-- Brano di lettura --
+++++

Perduto e ritrovato dall’amore di Dio



Sono nato in una famiglia cattolica come tante. Da bambino ho frequentato l’oratorio dei Salesiani e poi gli scout, il grande amore della mia vita. Dopo il liceo e la lettura di tanti testi religiosi, ho anche studiato teologia. Avevo fame di mondo e di vita. Sono anche diventato giornalista e ho viaggiato molto.

Cercavo di essere un buon cristiano e pensavo di cercare sinceramente il Signore. Ma, in verità, lo cercavo con paura e con rabbia. Forse dentro di me Dio era come mio padre, un uomo di formazione militare. A Dio, come a mio padre, bisognava solo ubbidire e l’obbedienza non era mai perfetta. Ubbidivo a Dio ma non lo amavo. Dentro di me anzi lo detestavo e lo maledicevo.

Mio padre era un uomo violento. E per me Dio era come lui. Per quanto mi sforzassi, non avrei mai meritato il suo amore. Mi sono sentito spesso come un cane randagio, costretto a mendicare carezze e cibo. Fuggivo da Dio così come avevo passato l’infanzia e l’adolescenza a fuggire dall’umore imprevedibile di mio padre. Pensavo di conoscere Dio, in fondo avevo studiato teologia! Ma lo conoscevo “per sentito dire”, come Giobbe (42,5). In verità, ero morto dentro. Formalmente un buon cristiano, vivevo una vita disordinata. Priva di amore, in continua e sorda ribellione.

Ma il Signore mi ha messo nel cuore una grande nostalgia e mi ha dato la forza di volgere i miei passi verso di Lui. Nell’estate del 2018 durante un corso di esercizi spirituali ho meditato la parabola del figliol prodigo. Ho urlato a Dio tutta la mia rabbia. Ma all’improvviso mi sono accorto della bellezza che mi circondava: il cielo terso, la luce dorata del sole, il mare e le colline. E ho sentito forte, avvolgente il suo amore che mi sanava il cuore. Scoppiavo di gioia!  Il Signore mi aveva riportato in vita. Mi aveva fatto sentire di essere figlio sempre amato, che Lui c’era sempre stato e che dovevo solo aprirgli la porta perché Lui entrasse nella mia vita e prendesse tutto il mio dolore e la mia rabbia.

Più di trent’anni fa, mio padre era spirato fra le mie braccia chiedendomi di perdonarlo per il male che mi aveva fatto. Lo avevo assistito, fin sulla soglia della morte, combattuto da sentimenti contrastanti. Non ero stato capace di perdonarlo. Solo oggi, a distanza di tanto tempo, posso di dire di averlo veramente perdonato.

+++++

-- Dati grezzi --
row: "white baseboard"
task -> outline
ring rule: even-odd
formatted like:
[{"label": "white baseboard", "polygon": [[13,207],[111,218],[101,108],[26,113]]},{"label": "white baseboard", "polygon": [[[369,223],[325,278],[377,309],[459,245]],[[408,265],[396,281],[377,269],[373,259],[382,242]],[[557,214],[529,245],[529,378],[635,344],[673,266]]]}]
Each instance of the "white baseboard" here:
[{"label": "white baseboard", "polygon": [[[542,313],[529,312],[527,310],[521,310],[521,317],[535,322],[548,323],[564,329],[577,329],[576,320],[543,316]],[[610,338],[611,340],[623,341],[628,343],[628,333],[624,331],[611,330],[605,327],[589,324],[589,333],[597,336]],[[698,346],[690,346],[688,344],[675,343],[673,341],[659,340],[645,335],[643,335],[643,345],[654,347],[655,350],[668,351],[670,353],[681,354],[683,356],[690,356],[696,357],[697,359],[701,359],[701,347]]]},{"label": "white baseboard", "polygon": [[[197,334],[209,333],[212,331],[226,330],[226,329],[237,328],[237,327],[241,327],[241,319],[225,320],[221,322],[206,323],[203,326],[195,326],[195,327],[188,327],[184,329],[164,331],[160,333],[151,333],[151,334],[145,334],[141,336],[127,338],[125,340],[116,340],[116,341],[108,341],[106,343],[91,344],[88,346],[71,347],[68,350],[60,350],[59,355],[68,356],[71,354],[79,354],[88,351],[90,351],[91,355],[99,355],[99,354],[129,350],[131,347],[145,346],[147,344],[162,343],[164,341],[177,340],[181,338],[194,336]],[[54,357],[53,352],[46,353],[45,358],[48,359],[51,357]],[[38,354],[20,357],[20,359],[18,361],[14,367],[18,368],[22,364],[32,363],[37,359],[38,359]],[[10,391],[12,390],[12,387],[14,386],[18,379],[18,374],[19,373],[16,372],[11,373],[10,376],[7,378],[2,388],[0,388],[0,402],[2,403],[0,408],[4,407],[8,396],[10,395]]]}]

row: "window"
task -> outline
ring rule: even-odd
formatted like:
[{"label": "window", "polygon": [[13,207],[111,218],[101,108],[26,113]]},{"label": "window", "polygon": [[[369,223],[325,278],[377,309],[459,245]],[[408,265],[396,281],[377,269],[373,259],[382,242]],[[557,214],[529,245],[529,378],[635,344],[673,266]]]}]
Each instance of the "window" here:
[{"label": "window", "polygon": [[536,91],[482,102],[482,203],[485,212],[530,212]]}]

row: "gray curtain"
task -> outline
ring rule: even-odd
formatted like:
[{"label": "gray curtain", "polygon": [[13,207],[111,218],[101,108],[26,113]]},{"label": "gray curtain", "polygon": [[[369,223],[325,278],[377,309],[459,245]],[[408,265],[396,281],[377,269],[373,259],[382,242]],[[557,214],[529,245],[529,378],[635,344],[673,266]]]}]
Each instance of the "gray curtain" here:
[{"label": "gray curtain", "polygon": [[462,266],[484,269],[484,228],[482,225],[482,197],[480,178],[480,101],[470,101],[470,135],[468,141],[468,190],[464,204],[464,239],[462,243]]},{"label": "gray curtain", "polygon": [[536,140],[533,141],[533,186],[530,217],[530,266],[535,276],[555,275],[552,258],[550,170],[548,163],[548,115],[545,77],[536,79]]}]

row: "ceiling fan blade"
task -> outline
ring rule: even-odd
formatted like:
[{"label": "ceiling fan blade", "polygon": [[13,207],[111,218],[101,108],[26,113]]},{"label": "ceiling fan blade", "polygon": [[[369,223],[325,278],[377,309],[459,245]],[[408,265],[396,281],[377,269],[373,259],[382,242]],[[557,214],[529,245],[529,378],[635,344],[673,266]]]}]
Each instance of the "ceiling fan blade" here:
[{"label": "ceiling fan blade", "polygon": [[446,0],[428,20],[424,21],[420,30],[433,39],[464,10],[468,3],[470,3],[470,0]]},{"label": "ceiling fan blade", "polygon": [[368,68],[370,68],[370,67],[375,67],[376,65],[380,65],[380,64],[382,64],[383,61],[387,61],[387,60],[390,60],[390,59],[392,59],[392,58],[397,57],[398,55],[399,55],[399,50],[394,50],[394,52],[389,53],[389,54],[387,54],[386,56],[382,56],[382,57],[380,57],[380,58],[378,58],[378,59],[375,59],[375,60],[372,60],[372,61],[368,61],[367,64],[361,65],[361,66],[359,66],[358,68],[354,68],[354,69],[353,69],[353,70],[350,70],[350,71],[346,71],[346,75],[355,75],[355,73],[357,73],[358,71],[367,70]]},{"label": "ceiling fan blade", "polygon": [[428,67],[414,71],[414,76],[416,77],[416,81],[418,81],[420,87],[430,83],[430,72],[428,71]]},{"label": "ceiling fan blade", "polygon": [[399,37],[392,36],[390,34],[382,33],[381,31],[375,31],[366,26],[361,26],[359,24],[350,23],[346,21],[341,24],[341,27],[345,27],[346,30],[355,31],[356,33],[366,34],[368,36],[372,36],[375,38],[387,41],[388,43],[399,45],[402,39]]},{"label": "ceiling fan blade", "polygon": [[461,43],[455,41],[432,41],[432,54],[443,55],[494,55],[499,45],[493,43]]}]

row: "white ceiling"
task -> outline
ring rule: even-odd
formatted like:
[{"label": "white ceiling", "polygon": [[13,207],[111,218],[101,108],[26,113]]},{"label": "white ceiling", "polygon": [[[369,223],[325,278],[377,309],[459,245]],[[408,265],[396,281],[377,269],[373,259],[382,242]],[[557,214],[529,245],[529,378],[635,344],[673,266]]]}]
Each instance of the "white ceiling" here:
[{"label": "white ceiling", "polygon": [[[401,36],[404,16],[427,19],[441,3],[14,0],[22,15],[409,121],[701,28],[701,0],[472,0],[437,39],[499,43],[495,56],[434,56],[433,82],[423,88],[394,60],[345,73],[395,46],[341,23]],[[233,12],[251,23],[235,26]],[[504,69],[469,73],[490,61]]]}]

+++++

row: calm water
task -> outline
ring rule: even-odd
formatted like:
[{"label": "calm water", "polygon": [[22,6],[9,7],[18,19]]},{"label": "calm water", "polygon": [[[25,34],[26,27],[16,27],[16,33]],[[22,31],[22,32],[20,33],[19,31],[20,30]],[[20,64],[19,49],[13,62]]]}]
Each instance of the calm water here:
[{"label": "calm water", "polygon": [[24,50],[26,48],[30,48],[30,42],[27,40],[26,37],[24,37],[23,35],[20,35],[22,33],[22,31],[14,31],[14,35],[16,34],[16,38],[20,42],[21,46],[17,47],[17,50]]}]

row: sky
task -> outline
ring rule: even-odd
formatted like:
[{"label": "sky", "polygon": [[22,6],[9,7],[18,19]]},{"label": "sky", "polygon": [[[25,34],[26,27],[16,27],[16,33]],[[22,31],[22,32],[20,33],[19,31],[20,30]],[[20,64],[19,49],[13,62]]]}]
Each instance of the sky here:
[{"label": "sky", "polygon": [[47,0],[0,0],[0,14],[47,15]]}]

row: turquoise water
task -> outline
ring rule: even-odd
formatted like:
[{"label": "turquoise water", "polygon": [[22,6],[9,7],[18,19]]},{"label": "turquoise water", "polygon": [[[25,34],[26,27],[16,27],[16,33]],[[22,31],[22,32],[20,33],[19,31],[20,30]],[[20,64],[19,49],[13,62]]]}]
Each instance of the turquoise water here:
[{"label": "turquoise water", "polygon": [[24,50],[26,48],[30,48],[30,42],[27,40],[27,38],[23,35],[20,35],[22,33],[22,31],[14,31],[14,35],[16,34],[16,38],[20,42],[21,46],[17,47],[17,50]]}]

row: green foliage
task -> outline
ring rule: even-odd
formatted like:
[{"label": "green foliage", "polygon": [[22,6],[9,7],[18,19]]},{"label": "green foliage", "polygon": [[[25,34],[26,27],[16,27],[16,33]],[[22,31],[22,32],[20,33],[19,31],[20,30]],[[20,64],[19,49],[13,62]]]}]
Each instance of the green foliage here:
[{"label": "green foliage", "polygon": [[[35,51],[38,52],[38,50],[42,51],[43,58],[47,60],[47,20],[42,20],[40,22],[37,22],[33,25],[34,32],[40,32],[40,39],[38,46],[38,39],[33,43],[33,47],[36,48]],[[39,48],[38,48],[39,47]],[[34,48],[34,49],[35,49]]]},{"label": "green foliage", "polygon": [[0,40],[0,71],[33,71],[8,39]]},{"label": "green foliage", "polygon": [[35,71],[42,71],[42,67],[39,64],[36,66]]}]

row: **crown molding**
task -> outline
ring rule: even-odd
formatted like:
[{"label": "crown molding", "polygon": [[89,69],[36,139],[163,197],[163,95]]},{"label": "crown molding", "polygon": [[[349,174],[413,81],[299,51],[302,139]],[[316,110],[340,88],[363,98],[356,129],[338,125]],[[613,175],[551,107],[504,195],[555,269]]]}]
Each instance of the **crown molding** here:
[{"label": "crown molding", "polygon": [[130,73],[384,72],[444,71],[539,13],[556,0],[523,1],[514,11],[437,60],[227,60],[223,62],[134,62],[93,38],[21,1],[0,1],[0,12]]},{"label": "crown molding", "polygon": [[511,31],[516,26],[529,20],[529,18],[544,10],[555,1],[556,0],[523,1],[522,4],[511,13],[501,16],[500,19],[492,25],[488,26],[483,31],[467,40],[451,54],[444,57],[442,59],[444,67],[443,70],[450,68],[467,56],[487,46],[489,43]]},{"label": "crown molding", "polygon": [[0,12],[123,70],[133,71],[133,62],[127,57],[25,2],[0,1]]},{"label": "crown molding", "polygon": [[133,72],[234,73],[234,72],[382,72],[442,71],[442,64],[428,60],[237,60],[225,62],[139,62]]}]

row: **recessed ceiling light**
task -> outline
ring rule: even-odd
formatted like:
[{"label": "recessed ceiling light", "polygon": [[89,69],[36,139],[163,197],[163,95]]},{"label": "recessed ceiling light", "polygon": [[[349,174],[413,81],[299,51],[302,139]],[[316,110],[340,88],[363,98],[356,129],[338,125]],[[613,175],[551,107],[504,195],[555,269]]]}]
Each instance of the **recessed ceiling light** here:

+++++

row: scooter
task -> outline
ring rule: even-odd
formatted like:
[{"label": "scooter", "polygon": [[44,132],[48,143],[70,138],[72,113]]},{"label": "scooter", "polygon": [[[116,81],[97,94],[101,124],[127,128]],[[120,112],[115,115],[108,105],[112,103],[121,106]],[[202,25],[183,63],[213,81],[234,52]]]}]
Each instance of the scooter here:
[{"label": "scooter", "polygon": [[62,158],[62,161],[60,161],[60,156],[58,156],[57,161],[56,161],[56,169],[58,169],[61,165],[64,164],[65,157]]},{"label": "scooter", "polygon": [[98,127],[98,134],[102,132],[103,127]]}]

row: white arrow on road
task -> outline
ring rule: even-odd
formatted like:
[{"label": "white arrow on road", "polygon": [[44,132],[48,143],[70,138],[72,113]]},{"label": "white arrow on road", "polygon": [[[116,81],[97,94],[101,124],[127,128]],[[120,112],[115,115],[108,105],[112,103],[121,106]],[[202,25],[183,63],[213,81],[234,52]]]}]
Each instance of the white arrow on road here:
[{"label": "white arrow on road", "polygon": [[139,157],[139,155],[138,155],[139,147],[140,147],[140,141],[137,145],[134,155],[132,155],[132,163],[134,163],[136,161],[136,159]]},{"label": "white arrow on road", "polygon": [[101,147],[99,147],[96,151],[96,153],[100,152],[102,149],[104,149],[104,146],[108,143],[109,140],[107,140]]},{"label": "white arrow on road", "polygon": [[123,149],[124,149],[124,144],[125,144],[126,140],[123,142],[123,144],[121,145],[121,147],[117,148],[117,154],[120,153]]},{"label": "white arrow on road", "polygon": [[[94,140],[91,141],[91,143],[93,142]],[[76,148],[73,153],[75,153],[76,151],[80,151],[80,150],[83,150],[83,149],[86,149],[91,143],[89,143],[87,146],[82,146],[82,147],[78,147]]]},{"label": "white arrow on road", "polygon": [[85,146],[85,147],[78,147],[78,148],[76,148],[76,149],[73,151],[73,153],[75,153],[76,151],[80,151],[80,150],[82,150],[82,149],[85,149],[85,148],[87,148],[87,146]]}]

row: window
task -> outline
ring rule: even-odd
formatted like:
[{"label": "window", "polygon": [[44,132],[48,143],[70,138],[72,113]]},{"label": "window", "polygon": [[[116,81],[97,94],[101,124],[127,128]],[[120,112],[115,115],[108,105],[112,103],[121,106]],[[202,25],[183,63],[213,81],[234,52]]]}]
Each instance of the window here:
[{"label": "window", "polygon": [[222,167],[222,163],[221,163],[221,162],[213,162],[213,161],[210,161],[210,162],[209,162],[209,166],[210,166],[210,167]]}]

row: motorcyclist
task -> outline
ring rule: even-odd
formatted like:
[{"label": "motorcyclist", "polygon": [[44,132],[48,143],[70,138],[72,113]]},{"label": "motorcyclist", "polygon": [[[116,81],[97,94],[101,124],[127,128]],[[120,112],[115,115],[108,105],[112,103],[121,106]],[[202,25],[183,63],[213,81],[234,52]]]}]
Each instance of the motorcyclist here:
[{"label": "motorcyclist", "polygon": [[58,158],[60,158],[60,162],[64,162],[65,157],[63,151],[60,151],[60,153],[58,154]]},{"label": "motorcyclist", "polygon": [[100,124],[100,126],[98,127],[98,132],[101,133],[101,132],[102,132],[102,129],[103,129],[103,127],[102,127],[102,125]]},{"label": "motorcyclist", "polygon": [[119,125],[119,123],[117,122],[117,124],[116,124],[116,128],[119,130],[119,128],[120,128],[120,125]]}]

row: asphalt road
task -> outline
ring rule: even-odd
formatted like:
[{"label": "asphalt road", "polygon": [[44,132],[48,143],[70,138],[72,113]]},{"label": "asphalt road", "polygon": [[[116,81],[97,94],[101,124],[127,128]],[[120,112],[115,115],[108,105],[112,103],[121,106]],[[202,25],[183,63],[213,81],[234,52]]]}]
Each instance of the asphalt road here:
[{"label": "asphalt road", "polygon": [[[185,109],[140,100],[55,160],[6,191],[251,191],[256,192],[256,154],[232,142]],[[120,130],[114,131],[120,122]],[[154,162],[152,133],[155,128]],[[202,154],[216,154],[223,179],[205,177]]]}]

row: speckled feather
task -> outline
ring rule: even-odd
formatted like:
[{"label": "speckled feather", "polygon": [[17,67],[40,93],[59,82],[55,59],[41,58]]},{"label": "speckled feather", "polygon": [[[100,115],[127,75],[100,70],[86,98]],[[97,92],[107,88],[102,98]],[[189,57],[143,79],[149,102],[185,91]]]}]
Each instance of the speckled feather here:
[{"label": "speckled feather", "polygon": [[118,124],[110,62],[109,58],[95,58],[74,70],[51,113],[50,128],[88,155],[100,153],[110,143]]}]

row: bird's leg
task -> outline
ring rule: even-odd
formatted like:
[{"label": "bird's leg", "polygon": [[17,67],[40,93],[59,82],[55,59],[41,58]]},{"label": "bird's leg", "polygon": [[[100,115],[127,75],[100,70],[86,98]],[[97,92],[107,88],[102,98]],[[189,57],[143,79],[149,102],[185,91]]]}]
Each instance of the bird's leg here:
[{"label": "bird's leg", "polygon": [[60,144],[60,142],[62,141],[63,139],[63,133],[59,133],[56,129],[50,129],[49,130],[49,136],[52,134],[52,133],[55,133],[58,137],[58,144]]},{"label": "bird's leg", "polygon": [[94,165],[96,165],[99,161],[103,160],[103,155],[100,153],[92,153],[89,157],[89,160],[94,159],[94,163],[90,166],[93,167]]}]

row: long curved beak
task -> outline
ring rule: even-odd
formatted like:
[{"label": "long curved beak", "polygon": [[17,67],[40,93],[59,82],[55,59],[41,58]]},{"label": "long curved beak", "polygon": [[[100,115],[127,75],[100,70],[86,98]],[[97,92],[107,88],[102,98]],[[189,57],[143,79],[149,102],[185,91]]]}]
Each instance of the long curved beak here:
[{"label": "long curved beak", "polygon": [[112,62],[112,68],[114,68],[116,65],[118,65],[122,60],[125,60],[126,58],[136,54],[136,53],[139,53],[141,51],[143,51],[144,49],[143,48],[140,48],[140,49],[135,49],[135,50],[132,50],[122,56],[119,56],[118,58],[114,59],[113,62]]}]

+++++

-- Elenco attività --
- 1) Riscrivi in forma più breve il paragrafo del brano che comincia con «Mio padre era un uomo violento», conservandone i fatti principali.
- 2) Copia dal brano il passo che va da "Cercavo di essere" fino a "e lo maledicevo." incluso.
I dati sono materiale a sé, distinto dal brano.

-- Risposte per attività --
- 1) Mio padre era violento e Dio mi appariva uguale a lui: per quanto mi impegnassi, non avrei mai meritato il suo amore e mi sentivo come un cane randagio che mendica carezze e cibo. Fuggivo da Dio come da piccolo e da ragazzo ero fuggito dagli umori imprevedibili di mio padre. Credevo di conoscerlo perché avevo studiato teologia, ma lo conoscevo solo "per sentito dire", come Giobbe. Ero morto dentro: cristiano in apparenza, vivevo una vita disordinata, senza amore e in continua ribellione.

- 2)
Cercavo di essere un buon cristiano e pensavo di cercare sinceramente il Signore. Ma, in verità, lo cercavo con paura e con rabbia. Forse dentro di me Dio era come mio padre, un uomo di formazione militare. A Dio, come a mio padre, bisognava solo ubbidire e l’obbedienza non era mai perfetta. Ubbidivo a Dio ma non lo amavo. Dentro di me anzi lo detestavo e lo maledicevo.